━━━━━ Given passage
Patrick Eckler  44:31 
So does it restart the time to file the PLA or whatever? Supreme Court?

Jeff Lewis  44:36

Petition for review? It does restart the time here.

Tim Kowal  44:38 
Yeah, yeah, it's 30 days before it becomes final in the Court of Appeal, and then the baton gets handed up to the California Supreme Court. All right. Now let's talk about written opinions. Now I was recently talking with Lindsey Lawton, another LinkedIn appellate attorney. And she pointed out to me that in Florida, they have no right to a written opinion, when the Court of Appeal is affirming. So I get a lot, a lot of the differences. Our summary affirmance is just one page judgment is affirmed. Have a nice day. In California, we have a constitutional right to a written opinion on appeal. And after talking with Lindsay, I was very grateful for that constitutional provision. Do you have that in Illinois, you have a right to a written opinion.

Patrick Eckler  45:20 

I think you get it. I've never seen it not done. What you what you have in Illinois, is supreme court rule 352. That the you're entitled to oral argument Unless the Court says it doesn't need it. And then it then has to explain why. Now, the appellate court almost as a rule doesn't do that. There's only one panel of the first district on opinions that are issued without oral argument, that'll drop a footnote and say, under supreme court rule 352. We say we don't need oral argument to decide this case. We don't have oral argument. There's only one panel that seems to do that with any regularity in the entirety of the of the state. But they're the Supreme Court, I can't remember which Chief Justice it was really wanted more oral argument, and really got on some of the districts for not having it, in particular, the second district for a while, very rarely would grant oral argument. And then they got the beat down. And then they started doing it more often as my understanding grudgingly as I understand it, but yeah.
━━━━━━━━━━
Written request: List every speaker turn in the transcript above, giving the speaker's name and timestamp for each, in order.
━━━━━ Information provided
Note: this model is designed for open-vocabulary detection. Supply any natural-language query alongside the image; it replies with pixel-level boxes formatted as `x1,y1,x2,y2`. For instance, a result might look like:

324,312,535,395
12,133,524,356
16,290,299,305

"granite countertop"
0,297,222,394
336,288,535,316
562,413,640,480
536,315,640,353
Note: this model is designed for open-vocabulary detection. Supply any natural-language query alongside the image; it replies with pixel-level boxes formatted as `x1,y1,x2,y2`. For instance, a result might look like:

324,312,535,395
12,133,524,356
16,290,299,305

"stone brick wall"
━━━━━━━━━━
Problem solution:
Patrick Eckler, 44:31
Jeff Lewis, 44:36
Tim Kowal, 44:38
Patrick Eckler, 45:20